* EXCERPTED TEXT *
□ □ □ □ □ □ □
# Neural Networks and Matrices

Neural networks, one of the most powerful models in machine learning, are built almost entirely on the concepts of matrices and vector operations that we've been studying. In this lesson, we'll see a concrete example of how a simple neural network works using the dot product.

---
## A Spam Detection Problem

Let's imagine we have a dataset of emails, and we've identified two words that seem important for detecting spam: "lottery" and "win." We've counted the number of times these words appear in a few sample emails.

| # of "lottery" | # of "win" | Is it Spam? |
| :---: | :---: | :---: |
| 1 | 1 | Yes |
| 2 | 1 | Yes |
| 0 | 0 | No |
| 0 | 2 | Yes |
| 0 | 1 | No |
| 1 | 0 | No |
| 2 | 2 | Yes |
| 2 | 0 | Yes |
| 1 | 2 | Yes |

Our goal is to build a **classifier**—a simple machine that can guess if a new email is spam based on the counts of these two words.

---
## The Classifier's Logic

Our classifier will work in two steps:

1.  **Calculate a Score:** We will assign a "weight" (a score) to each word. The total score for an email is the sum of the weights of the words it contains.
    * `Total Score = (weight_lottery * count_lottery) + (weight_win * count_win)`

2.  **Apply a Threshold:** We will choose a "threshold" value.
    * If `Total Score > Threshold`, we classify the email as **Spam**.
    * Otherwise, we classify it as **Not Spam**.

The "learning" task is to find the best weights and the best threshold to make our classifier's guesses match the "Is it Spam?" column in our table as closely as possible.

For this dataset, there are many perfect solutions. For example, if we choose the following values...

* `weight_lottery = 1`
* `weight_win = 1`
* `Threshold = 1.5`

... our classifier correctly identifies every email in our table.

---
## A Geometric View: The Linear Classifier

We can visualize our dataset on a 2D plane, where the axes represent the counts of our two words. The rule `1*lottery + 1*win > 1.5` creates a line that perfectly separates the "Spam" points from the "Not Spam" points. This is a **linear classifier**, and it's the simplest form of a neural network: a one-layer neural network, also known as a **perceptron**.

![](./images/0601.png)


---

## The One-Layer Neural Network as a Matrix Product

The process of calculating the score for every email at once can be expressed as a single **matrix-vector product**.
□ □ □ □ □ □ □
* DATA *

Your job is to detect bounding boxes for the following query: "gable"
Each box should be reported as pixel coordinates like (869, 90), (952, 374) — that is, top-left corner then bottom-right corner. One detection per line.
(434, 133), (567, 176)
□ □ □ □ □ □ □
* TASKS FOR THIS EXERCISE *
• A. Answer these about the lesson on neural networks and matrices:
(i) Which two words were picked as important for detecting spam?
(ii) What threshold value does the example solution use?
(iii) What other name does the lesson give for a one-layer neural network?
• B. Carry the lesson on neural networks and matrices forward from its final sentence, showing the score calculation for all the emails as one matrix-vector product.

* RESPONSES BY TASK *
• A.
(i) "lottery" and "win"
(ii) 1.5
(iii) A perceptron

• B.
* The **Data Matrix (X)** contains the features for all our emails.
* The **Model Vector (w)** contains the weights for our words.

$$
\text{Data Matrix (X)} = \begin{bmatrix}
1 & 1 \\
2 & 1 \\
0 & 0 \\
0 & 2 \\
0 & 1 \\
1 & 0 \\
2 & 2 \\
2 & 0 \\
1 & 2
\end{bmatrix}
\quad
\text{Model Vector (w)} = \begin{bmatrix} 1 \\ 1 \end{bmatrix}
$$

The product $Xw$ gives us a vector of the total scores for each email:

$$
\begin{bmatrix}
1 & 1 \\
2 & 1 \\
0 & 0 \\
0 & 2 \\
0 & 1 \\
1 & 0 \\
2 & 2 \\
2 & 0 \\
1 & 2
\end{bmatrix}
\begin{bmatrix} 1 \\ 1 \end{bmatrix}
=
\begin{bmatrix} 2 \\ 3 \\ 0 \\ 2 \\ 1 \\ 1 \\ 4 \\ 2 \\ 3 \end{bmatrix}
$$  

We can then apply our threshold check (`> 1.5`) to this score vector to get our final predictions.

---
## The Bias Trick

Instead of using a separate threshold, it's more common in neural networks to incorporate it into the model as a **bias** term.

The check `score > 1.5` is equivalent to `score - 1.5 > 0`. This `-1.5` is our bias.

We can include the bias in our matrix multiplication by adding a column of `1`s to our data matrix and adding the bias term to our model vector. The check then simplifies to just checking if the result is positive:

**1. Augment the Data Matrix (X):** We add a column of ones.  

$$
X_{aug} = \begin{bmatrix}
1 & 1 & 1 \\
2 & 1 & 1 \\
0 & 0 & 1 \\
0 & 2 & 1 \\
0 & 1 & 1 \\
1 & 0 & 1 \\
2 & 2 & 1 \\
2 & 0 & 1 \\
1 & 2 & 1
\end{bmatrix}
$$  

**2. Augment the Model Vector (w):** We add the bias term.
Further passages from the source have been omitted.